THE PROBLEM →
Set down the full listing exactly, character for character.
╭─ RECORDS PROVIDED
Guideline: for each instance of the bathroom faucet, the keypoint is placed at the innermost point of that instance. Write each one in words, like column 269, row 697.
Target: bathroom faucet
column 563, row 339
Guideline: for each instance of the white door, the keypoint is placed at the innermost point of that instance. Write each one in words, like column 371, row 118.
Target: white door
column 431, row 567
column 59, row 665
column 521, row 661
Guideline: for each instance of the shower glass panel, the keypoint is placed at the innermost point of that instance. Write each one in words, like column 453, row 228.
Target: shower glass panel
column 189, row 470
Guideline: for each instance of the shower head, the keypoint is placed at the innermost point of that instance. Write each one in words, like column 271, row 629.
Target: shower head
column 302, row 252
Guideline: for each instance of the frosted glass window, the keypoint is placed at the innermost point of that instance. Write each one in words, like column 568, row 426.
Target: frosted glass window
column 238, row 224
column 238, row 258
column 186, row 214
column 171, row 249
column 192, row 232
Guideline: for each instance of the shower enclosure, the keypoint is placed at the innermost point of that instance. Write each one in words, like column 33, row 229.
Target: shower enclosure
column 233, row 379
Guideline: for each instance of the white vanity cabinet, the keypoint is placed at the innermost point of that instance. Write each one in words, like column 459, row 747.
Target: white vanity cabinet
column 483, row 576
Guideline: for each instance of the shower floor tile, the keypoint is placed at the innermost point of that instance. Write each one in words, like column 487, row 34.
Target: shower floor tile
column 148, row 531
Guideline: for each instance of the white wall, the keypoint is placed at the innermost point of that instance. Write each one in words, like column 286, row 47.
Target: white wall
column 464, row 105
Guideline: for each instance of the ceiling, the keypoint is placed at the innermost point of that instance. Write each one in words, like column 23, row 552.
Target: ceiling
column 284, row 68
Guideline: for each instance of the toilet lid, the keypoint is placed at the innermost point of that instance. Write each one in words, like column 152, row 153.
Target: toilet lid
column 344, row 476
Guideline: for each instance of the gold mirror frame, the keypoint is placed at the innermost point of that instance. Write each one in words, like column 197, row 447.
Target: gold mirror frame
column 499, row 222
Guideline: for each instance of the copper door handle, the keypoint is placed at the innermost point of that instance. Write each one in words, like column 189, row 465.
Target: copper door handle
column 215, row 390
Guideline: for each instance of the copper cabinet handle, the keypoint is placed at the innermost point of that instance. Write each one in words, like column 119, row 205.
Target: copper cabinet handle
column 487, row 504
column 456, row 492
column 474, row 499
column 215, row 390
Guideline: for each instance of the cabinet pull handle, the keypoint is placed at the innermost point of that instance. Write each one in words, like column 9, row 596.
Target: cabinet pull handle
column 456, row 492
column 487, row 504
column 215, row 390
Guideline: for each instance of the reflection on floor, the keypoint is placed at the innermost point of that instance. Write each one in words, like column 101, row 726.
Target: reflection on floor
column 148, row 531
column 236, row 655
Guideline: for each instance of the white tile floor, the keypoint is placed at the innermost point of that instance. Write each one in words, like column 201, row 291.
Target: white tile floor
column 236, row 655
╰─
ANSWER SECTION →
Guideline: for each instance of the bathroom faucet, the keypoint is placed at the innermost point of that instance. Write each one in words, like column 269, row 697.
Target: bathroom faucet
column 563, row 339
Guideline: for each instance of the white door, the keypoint is placed at the innermost point of that instance. Write each one in words, like column 371, row 118.
Target: white door
column 431, row 567
column 59, row 665
column 521, row 661
Guideline: for each instance of the shower glass panel, the keypoint is placed at the innermost point of that instance. Write each one in words, like column 453, row 228.
Target: shower glass panel
column 189, row 470
Guideline: for each instance of the shower head, the keypoint is placed at the innermost point of that instance. Write each one in words, like column 271, row 629.
Target: shower head
column 302, row 252
Guideline: for each instance of the frosted glass window, the keypoint is placed at the innermost point of that instance. Write each one in words, like column 568, row 426.
Target: frosted glass window
column 238, row 224
column 238, row 258
column 186, row 214
column 171, row 249
column 192, row 232
Guideline: for each instance of the shower enclosure, the keypoint is placed at the innermost point of that instance. Write each one in words, like column 33, row 229.
Target: shower enclosure
column 233, row 379
Guideline: for each instance of the white vanity cabinet, the keypoint is placed at the innermost point of that instance. Write each one in words, like column 459, row 747.
Target: white vanity cabinet
column 483, row 576
Guideline: for each instance of the shower floor tile, the keypoint is placed at the innermost point of that instance. Write each one in words, like column 487, row 34.
Target: shower floor tile
column 148, row 531
Guideline: for each instance of the white wall, the keypoint is placed at the innermost point of that instance. Write each one in words, like column 286, row 47.
Target: white wall
column 464, row 105
Guideline: for each instance of the ceiling, the keypoint is placed at the innermost point of that instance. Write each one in words, like column 23, row 552.
Target: ceiling
column 284, row 68
Guideline: for each instance of the toilet lid, the keypoint is placed at the innermost point of that instance. Write each one in words, like column 152, row 153.
Target: toilet lid
column 344, row 476
Guideline: for each instance of the gold mirror frame, the keypoint is placed at the innermost point of that instance. Write each one in words, like column 197, row 447.
Target: gold mirror frame
column 499, row 222
Guideline: for each instance of the copper door handle, the keypoint is placed at the innermost point of that instance. Write each one in words, like column 189, row 465.
Target: copper door handle
column 215, row 390
Guideline: for each instance of the copper cabinet handle, the keypoint is placed at the innermost point of that instance. Write each one in words, like column 119, row 205.
Target: copper cabinet handle
column 487, row 504
column 456, row 492
column 474, row 499
column 215, row 390
Guideline: for each instance of the cabinet pull handle, the keypoint is placed at the innermost point of that instance. Write each one in words, like column 9, row 596.
Target: cabinet pull handle
column 456, row 492
column 487, row 504
column 215, row 390
Guideline: for each instance of the reflection on floor, the keypoint is placed at the innermost point of that instance. Write each one in words, like column 101, row 726.
Target: reflection on floor
column 148, row 531
column 236, row 655
Guideline: for each instance of the white tile floor, the keypoint is placed at the innermost point of that instance. Write each one in words, like column 201, row 291.
Target: white tile floor
column 236, row 655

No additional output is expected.